Short problem: Lay out the material below as a Markdown table with the columns Row and Line, one row per line and blank lines omitted. Include only the lines between the one holding "For this challenge, identify the bare" and the one holding "point(1261, 648)", inclusive.

+++ Exercise material +++

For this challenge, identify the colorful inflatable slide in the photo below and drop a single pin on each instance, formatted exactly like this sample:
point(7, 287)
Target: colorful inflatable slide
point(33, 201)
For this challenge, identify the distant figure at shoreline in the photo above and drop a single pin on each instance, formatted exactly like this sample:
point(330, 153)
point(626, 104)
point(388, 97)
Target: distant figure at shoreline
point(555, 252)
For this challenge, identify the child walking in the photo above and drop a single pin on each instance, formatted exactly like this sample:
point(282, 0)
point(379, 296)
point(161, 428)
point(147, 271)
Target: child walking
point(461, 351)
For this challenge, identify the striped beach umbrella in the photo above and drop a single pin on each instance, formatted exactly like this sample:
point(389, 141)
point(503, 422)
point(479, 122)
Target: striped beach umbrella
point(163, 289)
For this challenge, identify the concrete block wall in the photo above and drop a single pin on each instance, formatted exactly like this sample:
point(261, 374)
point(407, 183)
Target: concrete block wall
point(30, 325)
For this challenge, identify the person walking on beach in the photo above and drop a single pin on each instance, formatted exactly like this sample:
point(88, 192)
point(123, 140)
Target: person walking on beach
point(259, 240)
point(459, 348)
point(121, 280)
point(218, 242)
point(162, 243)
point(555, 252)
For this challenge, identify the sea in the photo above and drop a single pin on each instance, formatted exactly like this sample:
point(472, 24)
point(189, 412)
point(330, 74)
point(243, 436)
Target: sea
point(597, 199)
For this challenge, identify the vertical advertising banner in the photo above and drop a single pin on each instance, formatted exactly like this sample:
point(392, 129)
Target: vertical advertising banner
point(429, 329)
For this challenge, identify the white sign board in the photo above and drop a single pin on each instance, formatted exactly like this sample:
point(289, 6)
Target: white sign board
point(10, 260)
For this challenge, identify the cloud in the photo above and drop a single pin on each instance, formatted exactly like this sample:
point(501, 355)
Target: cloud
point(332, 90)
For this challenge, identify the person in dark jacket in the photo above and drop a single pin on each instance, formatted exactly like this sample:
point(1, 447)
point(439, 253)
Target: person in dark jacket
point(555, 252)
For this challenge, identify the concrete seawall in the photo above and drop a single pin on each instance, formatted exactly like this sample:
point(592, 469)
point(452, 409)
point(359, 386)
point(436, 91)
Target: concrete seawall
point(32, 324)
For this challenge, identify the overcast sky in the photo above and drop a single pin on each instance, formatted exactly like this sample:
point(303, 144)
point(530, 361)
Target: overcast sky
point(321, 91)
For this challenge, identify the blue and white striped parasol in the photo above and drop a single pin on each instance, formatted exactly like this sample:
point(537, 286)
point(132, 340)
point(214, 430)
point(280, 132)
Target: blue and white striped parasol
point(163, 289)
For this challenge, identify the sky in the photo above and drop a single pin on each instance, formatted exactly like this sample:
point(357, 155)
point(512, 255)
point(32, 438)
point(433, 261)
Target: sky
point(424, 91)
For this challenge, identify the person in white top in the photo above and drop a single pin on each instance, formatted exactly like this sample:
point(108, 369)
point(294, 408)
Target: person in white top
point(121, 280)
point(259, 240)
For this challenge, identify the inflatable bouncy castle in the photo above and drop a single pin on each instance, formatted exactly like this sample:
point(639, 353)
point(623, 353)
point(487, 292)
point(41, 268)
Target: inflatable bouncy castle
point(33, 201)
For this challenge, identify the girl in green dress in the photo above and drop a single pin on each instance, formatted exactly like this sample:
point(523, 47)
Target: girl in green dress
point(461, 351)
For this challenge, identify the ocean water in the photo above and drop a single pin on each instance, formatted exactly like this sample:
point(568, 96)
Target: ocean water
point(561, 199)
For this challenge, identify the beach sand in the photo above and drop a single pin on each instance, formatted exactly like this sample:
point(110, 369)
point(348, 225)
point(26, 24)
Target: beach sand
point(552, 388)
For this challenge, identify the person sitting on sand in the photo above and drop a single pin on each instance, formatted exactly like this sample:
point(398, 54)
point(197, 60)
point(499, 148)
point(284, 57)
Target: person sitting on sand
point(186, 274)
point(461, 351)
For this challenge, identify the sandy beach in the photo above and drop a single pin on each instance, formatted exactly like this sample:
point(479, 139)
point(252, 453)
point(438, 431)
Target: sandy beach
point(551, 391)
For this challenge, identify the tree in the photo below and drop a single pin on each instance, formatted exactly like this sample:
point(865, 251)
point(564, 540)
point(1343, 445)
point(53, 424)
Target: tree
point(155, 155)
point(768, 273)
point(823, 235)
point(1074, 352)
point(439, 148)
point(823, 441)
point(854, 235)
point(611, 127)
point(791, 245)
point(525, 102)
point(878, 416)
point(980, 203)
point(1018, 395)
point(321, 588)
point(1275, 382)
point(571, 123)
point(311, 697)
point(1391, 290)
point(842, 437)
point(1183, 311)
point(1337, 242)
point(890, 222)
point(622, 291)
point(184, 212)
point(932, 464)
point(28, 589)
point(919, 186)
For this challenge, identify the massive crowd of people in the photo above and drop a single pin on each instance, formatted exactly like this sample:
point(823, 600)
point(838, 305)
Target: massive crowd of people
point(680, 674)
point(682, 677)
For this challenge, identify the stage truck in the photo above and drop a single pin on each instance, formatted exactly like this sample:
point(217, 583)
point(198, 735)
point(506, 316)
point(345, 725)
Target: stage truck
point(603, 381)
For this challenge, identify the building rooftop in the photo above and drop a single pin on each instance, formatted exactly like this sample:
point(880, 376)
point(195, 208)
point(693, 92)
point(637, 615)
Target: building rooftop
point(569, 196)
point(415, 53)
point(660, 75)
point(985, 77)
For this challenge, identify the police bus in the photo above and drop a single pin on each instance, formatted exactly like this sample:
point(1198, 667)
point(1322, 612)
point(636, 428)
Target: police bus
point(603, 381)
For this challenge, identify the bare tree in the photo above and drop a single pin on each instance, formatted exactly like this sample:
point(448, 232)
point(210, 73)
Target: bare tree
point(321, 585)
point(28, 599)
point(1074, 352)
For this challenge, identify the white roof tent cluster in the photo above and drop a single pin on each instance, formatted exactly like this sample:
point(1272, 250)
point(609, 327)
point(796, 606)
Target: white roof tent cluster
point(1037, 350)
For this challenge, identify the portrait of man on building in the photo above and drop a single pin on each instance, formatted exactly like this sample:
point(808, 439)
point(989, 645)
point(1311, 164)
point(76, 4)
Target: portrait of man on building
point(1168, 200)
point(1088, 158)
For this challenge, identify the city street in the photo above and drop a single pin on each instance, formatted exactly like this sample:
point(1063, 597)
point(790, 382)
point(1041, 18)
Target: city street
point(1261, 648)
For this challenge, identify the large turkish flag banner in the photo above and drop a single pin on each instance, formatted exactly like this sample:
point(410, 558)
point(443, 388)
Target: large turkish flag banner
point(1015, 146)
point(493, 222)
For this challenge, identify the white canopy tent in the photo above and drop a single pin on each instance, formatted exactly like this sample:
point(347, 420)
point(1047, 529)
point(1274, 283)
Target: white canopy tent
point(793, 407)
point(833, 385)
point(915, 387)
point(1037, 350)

+++

Full response:
| Row | Line |
|---|---|
| 1 | For this challenge, identify the bare tree in the photo above and drop a single pin on each instance, formatted exactly like this sample: |
| 2 | point(448, 232) |
| 3 | point(210, 73) |
| 4 | Target: bare tree |
| 5 | point(321, 585) |
| 6 | point(28, 599) |
| 7 | point(1074, 352) |
| 8 | For this challenge, identify the white roof tent cluster in the photo above and drop a single pin on each instance, formatted exactly like this sample: |
| 9 | point(1272, 250) |
| 10 | point(609, 327) |
| 11 | point(796, 606) |
| 12 | Target: white roof tent cluster |
| 13 | point(1037, 350) |
| 14 | For this challenge, identify the portrait of man on building in the photo above and drop a single pin on each instance, formatted exactly like this sample: |
| 15 | point(808, 439) |
| 16 | point(989, 645) |
| 17 | point(1311, 164) |
| 18 | point(76, 4) |
| 19 | Target: portrait of man on building |
| 20 | point(1168, 200) |
| 21 | point(1088, 158) |
| 22 | For this challenge, identify the city street in the photo above and drop a single pin on each instance, formatted exactly like this sample: |
| 23 | point(1063, 597) |
| 24 | point(790, 382) |
| 25 | point(1041, 18) |
| 26 | Target: city street |
| 27 | point(1261, 648) |